** Supplied information **
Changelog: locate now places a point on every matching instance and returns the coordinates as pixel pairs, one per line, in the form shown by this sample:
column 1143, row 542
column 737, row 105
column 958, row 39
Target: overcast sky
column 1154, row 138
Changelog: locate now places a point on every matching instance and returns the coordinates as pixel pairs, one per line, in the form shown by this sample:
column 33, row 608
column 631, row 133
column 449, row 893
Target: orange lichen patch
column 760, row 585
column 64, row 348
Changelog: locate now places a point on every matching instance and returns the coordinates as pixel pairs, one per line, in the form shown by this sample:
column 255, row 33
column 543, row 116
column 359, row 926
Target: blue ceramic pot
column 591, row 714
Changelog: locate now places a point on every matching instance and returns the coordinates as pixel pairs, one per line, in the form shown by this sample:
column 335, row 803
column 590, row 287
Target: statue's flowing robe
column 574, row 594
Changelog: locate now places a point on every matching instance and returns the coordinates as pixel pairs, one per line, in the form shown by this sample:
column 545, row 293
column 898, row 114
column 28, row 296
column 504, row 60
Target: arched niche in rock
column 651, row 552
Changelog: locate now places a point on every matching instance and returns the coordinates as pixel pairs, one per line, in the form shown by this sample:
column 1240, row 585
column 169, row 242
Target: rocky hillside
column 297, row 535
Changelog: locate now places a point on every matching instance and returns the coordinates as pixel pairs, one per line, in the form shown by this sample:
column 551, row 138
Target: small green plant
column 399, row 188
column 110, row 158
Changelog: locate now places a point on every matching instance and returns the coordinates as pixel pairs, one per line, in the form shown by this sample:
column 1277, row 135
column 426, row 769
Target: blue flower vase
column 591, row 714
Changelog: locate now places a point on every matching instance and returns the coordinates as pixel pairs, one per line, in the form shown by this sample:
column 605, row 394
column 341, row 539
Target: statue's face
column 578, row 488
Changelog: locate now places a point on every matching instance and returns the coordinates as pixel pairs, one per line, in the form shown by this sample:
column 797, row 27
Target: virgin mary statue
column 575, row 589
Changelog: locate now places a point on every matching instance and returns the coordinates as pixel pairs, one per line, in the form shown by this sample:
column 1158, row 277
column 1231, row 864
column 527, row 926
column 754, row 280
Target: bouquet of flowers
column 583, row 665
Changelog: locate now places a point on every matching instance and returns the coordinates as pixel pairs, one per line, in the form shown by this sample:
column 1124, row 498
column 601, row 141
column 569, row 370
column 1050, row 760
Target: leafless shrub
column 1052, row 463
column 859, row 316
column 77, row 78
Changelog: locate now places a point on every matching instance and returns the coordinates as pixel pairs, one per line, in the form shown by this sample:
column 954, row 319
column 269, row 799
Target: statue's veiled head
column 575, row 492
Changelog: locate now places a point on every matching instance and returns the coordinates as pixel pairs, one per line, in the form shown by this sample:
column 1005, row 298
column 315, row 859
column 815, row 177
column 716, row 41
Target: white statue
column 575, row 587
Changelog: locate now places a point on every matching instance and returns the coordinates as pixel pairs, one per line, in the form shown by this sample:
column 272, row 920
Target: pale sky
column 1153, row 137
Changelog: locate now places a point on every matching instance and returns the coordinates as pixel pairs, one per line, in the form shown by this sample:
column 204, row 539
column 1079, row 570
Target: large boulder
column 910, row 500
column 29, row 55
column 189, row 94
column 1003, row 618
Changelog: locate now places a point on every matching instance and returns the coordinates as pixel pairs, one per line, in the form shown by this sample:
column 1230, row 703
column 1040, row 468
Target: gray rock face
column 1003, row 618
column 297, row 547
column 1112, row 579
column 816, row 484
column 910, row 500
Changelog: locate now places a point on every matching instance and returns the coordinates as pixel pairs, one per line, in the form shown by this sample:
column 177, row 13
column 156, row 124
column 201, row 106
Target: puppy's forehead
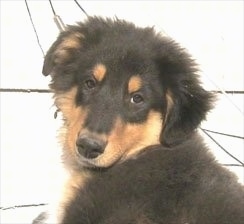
column 99, row 71
column 134, row 83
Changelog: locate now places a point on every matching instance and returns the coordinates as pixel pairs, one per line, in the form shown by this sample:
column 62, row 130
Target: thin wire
column 12, row 90
column 224, row 93
column 57, row 19
column 22, row 206
column 205, row 132
column 54, row 13
column 34, row 28
column 83, row 10
column 220, row 133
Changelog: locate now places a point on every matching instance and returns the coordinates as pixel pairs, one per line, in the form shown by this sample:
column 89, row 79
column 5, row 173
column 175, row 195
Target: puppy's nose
column 89, row 146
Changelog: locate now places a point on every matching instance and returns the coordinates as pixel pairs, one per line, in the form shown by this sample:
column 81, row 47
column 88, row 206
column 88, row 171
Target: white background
column 212, row 31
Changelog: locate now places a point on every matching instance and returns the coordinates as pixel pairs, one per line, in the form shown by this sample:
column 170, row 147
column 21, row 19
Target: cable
column 220, row 133
column 9, row 90
column 22, row 206
column 205, row 132
column 33, row 25
column 224, row 93
column 57, row 19
column 83, row 10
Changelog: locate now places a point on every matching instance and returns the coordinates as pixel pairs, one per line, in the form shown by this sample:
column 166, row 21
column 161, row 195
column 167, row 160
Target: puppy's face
column 121, row 89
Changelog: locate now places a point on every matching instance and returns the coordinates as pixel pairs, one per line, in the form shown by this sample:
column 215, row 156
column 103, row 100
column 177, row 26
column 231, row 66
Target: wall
column 30, row 168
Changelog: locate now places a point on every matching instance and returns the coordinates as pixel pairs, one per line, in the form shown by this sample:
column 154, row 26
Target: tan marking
column 99, row 72
column 73, row 120
column 70, row 42
column 170, row 103
column 67, row 193
column 135, row 83
column 128, row 139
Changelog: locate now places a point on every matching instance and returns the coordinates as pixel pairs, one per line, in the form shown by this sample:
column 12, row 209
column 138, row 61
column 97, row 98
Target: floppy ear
column 60, row 58
column 187, row 102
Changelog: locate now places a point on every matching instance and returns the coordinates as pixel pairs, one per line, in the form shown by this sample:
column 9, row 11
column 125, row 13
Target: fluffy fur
column 132, row 101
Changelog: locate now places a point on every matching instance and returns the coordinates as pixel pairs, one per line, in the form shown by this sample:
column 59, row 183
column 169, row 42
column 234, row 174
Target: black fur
column 162, row 186
column 177, row 182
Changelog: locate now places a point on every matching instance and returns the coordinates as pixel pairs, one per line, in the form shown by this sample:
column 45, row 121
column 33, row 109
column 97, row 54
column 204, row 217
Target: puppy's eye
column 136, row 99
column 90, row 83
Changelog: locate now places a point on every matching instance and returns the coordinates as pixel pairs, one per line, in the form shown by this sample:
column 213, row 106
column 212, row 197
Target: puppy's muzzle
column 89, row 146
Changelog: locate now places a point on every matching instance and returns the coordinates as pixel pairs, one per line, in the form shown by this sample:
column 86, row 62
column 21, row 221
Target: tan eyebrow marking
column 99, row 72
column 135, row 83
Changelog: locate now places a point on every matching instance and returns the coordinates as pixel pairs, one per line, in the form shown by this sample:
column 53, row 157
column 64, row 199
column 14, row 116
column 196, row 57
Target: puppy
column 131, row 102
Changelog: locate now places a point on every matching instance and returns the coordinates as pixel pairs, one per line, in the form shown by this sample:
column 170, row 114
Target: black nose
column 89, row 146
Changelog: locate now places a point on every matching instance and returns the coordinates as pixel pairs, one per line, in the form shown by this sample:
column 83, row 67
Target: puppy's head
column 120, row 89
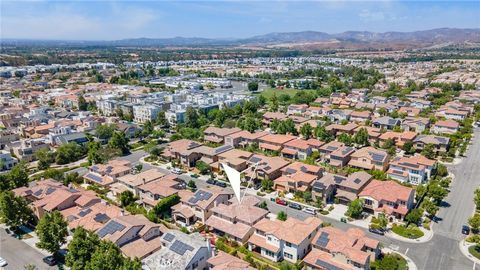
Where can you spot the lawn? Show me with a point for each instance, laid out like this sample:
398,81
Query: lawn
475,251
411,232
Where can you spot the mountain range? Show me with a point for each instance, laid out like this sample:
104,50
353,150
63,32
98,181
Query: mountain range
293,39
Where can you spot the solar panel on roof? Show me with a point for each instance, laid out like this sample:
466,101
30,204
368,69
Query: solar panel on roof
100,217
84,212
169,237
322,240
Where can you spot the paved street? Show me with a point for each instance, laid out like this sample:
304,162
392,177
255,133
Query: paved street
18,254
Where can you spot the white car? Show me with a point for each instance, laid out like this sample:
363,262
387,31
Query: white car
310,211
3,262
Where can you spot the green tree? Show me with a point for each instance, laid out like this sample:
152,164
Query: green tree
282,216
14,211
119,142
414,216
252,86
355,208
52,232
81,248
107,256
306,131
361,137
474,221
126,198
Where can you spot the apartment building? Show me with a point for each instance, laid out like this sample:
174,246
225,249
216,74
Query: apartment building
289,240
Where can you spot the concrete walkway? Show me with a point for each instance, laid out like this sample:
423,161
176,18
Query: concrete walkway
464,245
427,236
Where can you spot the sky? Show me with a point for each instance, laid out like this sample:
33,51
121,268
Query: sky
113,20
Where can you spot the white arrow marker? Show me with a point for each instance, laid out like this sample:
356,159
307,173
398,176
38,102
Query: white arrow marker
234,178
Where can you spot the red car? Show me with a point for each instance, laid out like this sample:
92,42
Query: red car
280,201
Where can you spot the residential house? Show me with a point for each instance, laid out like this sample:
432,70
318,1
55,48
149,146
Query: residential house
388,197
217,135
198,206
369,158
445,127
179,251
333,248
135,235
289,240
107,174
236,220
415,170
440,144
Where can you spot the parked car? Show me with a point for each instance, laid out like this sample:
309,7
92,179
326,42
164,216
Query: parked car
376,230
310,211
281,201
211,181
221,184
295,206
50,260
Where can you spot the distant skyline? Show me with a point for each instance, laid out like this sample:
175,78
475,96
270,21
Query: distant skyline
112,20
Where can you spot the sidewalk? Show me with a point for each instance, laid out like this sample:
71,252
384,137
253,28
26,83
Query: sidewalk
428,235
464,245
411,265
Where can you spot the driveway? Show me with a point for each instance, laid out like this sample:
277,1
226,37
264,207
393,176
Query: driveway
18,254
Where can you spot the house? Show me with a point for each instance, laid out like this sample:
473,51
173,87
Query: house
360,116
217,135
176,149
347,188
297,149
107,174
415,170
341,156
333,249
179,251
234,158
274,142
225,261
418,125
440,144
337,129
386,122
409,111
387,197
236,220
263,167
135,235
7,162
369,158
297,109
152,192
399,138
198,206
244,138
288,240
445,127
131,182
268,117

** Request **
Extract verbatim every line from the one containing "Where can you spot the parked" through the final line, both ends included.

** Expected output **
Where can you spot the parked car? Show me with a point for each instance, laid out like this sample:
309,7
92,179
326,42
164,216
Query: parked car
376,230
310,211
281,201
211,181
221,184
295,206
50,260
Where can you spot the distant skyline? Show me with a point for each instance, laid out like this sample:
175,78
475,96
270,21
Query: distant skyline
112,20
Where can you spot the sidewalk? Show me with a point for each instance, laid out like this sample:
71,252
384,137
253,28
26,83
Query: sidewalk
428,235
464,245
411,265
Where can you spot the driveway? Show me with a point for each instance, laid out like this sample:
277,1
226,37
264,207
393,176
Query: driveway
18,254
Where can you spot the house? Show me with a point for each instance, laid out like this sample:
473,51
173,87
Query: house
360,116
217,135
176,149
347,188
297,149
107,174
415,170
341,156
333,249
179,251
234,158
274,142
225,261
418,125
440,144
337,129
386,122
409,111
387,197
236,220
263,167
135,235
7,162
369,158
297,109
152,192
399,138
198,206
244,138
288,240
445,127
131,182
268,117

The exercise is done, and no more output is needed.